Writer’s Block, Time Management, and Other Unicorns
Hi, my name is PolyWogg and I’m an ‘writing RSS/newsletter’ addict.
There, I’ve admitted it. My first step in, umm, a 12-step program for sharing? Oh wait, I’m not planning to change. Particularly when I get golden nuggets of information like I did earlier this week.
One of the feeds I read is C.J. Lyon’s site called “No Rules, Just Write”. I don’t always agree with everything she writes, or find it completely applicable to me, but it is always interesting. This week’s freebie was a link to an ebook called “20 Creative Blocks And How To Break Through Them” (link expired) by Mark McGuinness and Marelisa FΓ‘brega.
It’s interesting to wander around the web looking at various writer’s sites and see what they have to say about writer’s block. There are decidedly three camps — first there’s the group that says there’s no such thing as writer’s block. I call this the Nike group — they say you should just sit your butt down and write. It may not be fantastic writing, but you’ll write. Something. Dean Wesley Smith is definitely of this variety — arguing that professional writers write, only amateurs get something called writer’s block. By contrast, there are the members of the Passion group at the other end of the spectrum — the group that argues that if you are blocked, it’s because you are not really following your passion. For this crew, you get lots of little maxims like “do what you love”, “don’t worry about the quality”, “just let go and let it flow”, etc.
Mark and Marelisa are in the middle ground. They argue that creative blocks (i.e. writer’s block for writers) really have 20 different varieties, describe what they look like, estimate what causes them, and provide tips on how to overcome them.
Some of it I found interesting, and I’ll cover those first, before I get to one that I am really passionate about personally:
- I really like chapter 2, “Fear of Getting It Wrong”. Interestingly, Dean Wesley Smith would probably agree that the fear of being wrong stops people from writing, and the solution is not to be perfect but to actually be wrong (noting that you are also your own worst judge for your own work). Accept it, embrace it, move on. In fact, Mark suggests doing that as one of the solutions — try writing something wrong, i.e. the wrong version, the wrong tone, the wrong voice, the wrong PoV, etc. Cuz that might just open things up for you. Mark includes a section too in Chapter 15 on “Accept[ing] that it will never be perfect”, the more traditional approach;
- Chapter 4, “Creativity vs. Cash” is almost like “commercial vs. non-commercial” work but what I found interesting was an item from a reader who notes that they waste a lot of time doing things that are “unproductive” but which “feel like work”. Like checking social media sites. Lots of writers claim that they have wasted too much time trying to keep up on FB, Twitter, etc. I do so myself through my RSS feeds about writing and publishing. Yet most of the solutions ignore the fact that is not just that the writer enjoys it nor simply procrastinating nor being seduced by the social media, but rather that when they do it, they feel like they are working still, even though they’re not. It FEELS productive, although there’s no output, so long as what they were reading was related to writing, publishing, etc. That kind of “time suck” won’t go away easily because it feels like working; and,
- Chapter 6 includes tips on how to overcome the Inner Critic, including self-affirmation ideas such as printing YES! on post-it notes around your workspace, something I could probably benefit from more often, rather than holding back on my blog about some things.

• _Record extracts_
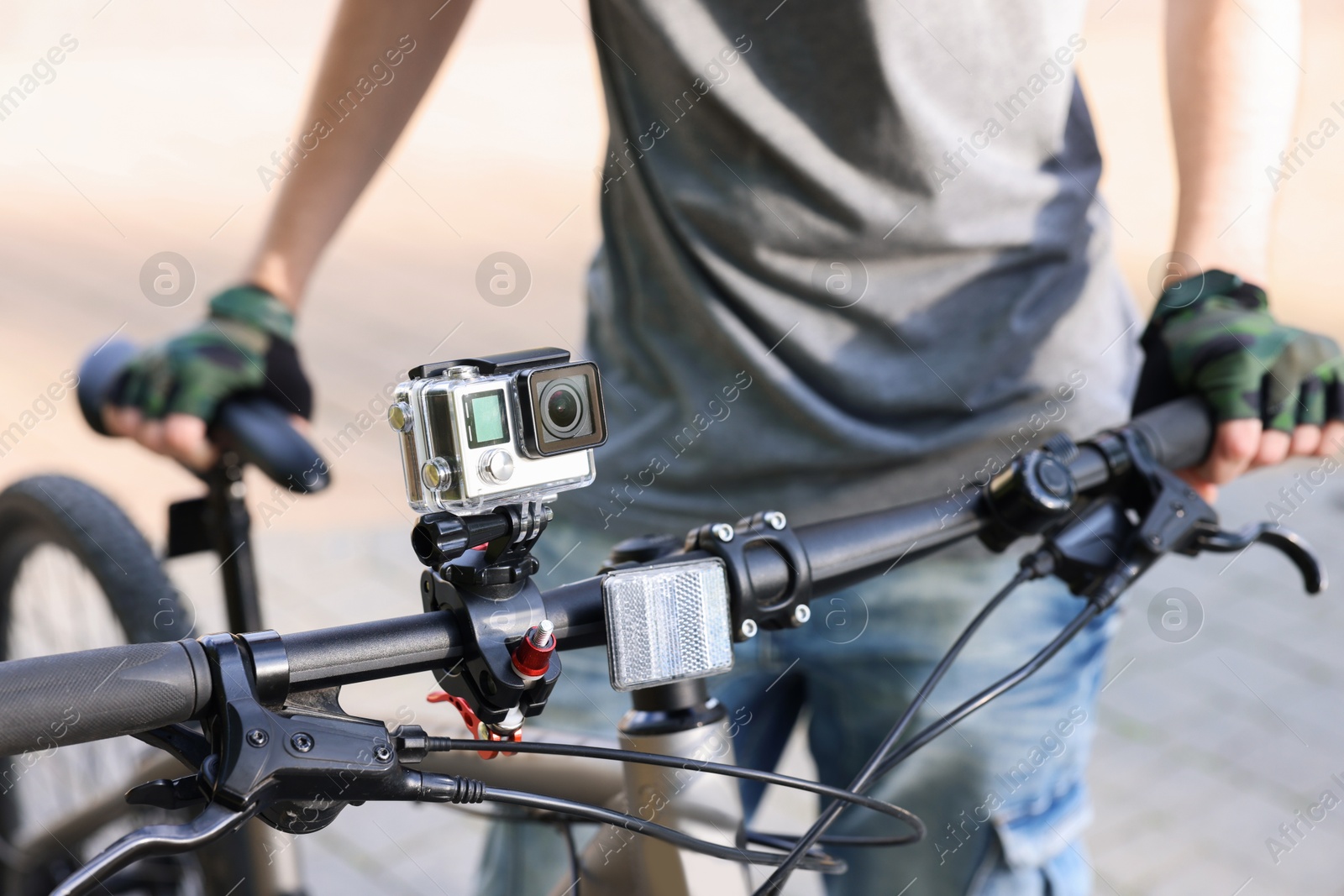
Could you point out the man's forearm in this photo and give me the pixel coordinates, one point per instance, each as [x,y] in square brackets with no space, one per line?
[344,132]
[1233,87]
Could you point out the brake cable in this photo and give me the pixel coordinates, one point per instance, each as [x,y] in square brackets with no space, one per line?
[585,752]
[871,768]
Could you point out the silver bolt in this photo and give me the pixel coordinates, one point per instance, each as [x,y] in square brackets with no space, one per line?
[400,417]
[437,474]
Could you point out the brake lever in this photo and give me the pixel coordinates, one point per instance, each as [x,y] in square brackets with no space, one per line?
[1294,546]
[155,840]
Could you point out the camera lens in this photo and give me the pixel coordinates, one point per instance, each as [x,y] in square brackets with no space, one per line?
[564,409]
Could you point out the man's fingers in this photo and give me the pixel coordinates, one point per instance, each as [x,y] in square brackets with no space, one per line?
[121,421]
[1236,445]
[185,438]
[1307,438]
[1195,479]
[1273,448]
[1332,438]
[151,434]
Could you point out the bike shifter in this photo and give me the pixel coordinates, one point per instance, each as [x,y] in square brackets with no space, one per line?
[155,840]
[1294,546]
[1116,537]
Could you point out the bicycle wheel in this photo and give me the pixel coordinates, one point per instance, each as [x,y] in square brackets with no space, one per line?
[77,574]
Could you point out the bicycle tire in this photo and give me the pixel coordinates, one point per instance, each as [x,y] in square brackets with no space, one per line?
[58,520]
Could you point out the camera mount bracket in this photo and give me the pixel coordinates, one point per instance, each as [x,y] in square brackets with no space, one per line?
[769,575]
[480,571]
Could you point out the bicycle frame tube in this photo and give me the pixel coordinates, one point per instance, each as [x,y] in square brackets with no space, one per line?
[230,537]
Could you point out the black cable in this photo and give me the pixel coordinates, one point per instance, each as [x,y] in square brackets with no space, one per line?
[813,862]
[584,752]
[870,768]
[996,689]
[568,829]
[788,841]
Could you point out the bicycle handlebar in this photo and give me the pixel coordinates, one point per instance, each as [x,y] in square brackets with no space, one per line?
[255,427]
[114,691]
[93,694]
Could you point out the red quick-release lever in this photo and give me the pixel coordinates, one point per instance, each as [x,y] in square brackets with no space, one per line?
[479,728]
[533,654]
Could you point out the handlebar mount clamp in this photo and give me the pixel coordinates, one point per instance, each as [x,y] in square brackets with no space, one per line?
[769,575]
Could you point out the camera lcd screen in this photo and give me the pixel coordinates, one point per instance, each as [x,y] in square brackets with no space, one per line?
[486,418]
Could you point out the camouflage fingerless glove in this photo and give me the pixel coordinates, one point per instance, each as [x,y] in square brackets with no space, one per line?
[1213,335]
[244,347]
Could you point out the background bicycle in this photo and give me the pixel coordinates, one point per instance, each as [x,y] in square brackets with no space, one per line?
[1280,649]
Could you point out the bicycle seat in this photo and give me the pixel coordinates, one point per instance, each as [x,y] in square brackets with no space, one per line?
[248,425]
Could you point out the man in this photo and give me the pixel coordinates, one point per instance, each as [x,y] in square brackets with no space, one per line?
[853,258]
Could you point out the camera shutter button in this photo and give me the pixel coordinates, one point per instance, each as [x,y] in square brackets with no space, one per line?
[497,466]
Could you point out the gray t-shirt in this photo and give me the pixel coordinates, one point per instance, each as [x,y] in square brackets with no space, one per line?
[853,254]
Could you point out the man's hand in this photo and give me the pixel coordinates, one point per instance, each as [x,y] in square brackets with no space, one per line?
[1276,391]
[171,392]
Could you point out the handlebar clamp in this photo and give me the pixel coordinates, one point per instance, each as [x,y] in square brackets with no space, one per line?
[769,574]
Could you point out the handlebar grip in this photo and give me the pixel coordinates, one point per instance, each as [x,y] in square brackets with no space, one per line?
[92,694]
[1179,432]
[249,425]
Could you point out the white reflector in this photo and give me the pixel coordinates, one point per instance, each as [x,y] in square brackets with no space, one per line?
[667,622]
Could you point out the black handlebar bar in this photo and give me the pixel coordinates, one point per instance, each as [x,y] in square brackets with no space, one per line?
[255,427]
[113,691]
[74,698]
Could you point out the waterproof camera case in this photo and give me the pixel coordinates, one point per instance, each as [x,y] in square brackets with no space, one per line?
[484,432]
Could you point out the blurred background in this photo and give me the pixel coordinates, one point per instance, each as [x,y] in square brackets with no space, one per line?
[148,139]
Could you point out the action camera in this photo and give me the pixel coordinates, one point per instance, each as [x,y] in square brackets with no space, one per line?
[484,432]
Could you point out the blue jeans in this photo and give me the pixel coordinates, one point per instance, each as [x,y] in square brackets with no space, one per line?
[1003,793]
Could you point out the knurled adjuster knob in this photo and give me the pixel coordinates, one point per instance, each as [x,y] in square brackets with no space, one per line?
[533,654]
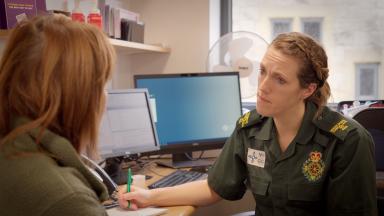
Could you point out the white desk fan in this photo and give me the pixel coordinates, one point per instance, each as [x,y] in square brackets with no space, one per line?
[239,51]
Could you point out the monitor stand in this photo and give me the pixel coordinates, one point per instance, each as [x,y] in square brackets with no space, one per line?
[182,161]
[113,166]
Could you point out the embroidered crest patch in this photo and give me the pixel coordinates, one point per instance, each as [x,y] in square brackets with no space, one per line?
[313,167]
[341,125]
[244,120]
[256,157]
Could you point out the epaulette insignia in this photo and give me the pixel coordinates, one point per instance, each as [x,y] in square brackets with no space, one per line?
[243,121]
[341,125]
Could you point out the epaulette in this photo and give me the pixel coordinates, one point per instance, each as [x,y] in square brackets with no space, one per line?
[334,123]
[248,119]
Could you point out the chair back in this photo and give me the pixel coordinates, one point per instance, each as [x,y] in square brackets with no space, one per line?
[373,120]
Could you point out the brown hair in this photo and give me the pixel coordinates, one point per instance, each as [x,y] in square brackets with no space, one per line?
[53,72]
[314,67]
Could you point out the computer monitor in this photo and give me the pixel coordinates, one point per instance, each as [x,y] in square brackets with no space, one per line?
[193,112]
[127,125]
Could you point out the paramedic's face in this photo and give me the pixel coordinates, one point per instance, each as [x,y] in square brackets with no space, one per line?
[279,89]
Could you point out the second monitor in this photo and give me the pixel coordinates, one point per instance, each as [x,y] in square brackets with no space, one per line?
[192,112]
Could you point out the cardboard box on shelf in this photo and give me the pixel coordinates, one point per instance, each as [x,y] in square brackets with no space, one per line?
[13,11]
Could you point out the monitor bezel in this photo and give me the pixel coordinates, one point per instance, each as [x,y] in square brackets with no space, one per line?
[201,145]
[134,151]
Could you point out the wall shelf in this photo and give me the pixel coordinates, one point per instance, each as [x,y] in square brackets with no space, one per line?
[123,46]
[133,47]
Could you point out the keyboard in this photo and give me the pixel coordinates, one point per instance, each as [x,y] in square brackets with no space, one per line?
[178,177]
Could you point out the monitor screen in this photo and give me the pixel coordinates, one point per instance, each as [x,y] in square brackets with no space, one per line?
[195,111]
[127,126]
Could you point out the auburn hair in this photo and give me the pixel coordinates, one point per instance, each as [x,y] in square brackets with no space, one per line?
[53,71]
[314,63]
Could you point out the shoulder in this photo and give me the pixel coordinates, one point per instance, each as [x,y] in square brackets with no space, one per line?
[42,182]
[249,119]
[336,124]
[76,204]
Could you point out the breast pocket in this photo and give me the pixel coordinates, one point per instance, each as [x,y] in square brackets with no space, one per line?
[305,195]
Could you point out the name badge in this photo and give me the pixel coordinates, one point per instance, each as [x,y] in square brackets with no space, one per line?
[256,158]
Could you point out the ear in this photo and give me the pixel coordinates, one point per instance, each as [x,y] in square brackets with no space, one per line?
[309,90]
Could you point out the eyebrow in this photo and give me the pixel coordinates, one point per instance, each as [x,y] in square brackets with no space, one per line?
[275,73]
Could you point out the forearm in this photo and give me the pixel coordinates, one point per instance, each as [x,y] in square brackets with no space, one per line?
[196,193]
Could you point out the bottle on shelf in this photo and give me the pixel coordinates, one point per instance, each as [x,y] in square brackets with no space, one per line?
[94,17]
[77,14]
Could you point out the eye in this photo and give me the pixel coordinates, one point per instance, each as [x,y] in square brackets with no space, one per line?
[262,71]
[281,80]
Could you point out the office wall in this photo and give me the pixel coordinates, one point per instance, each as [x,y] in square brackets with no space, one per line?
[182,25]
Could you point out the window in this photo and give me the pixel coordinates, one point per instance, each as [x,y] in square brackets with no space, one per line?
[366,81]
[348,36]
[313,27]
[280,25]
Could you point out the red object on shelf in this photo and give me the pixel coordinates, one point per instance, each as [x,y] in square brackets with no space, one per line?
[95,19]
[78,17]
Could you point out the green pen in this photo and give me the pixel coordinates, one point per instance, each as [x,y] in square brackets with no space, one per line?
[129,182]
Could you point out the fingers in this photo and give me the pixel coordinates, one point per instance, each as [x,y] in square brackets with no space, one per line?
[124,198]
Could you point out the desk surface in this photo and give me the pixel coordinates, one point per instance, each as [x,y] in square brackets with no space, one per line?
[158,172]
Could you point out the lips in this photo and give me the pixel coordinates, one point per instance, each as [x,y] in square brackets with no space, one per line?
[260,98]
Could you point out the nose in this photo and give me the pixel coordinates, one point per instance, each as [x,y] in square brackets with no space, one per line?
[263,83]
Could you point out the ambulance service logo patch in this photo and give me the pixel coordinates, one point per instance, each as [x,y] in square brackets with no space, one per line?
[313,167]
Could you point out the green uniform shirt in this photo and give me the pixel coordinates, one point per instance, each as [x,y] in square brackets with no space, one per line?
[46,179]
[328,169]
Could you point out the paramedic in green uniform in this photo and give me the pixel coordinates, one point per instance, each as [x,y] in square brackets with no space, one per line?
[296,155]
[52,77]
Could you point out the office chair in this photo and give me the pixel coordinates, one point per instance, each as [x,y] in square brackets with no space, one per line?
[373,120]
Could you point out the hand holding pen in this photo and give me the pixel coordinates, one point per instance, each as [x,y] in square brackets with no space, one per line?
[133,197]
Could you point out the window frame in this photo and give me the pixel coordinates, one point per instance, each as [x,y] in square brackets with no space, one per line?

• _Problem set_
(a) From the writer's block post, copy the passage starting at "Mark and Marelisa" and ending at "to overcome them.".
(b) According to the writer's block post, which writer argues that professional writers write and only amateurs get writer's block?
(c) List every chapter of the ebook that the writer's block post refers to by number.

• _Answers_
(a)
Mark and Marelisa are in the middle ground. They argue that creative blocks (i.e. writer’s block for writers) really have 20 different varieties, describe what they look like, estimate what causes them, and provide tips on how to overcome them.

(b) Dean Wesley Smith

(c) Chapter 2, Chapter 4, Chapter 6, Chapter 15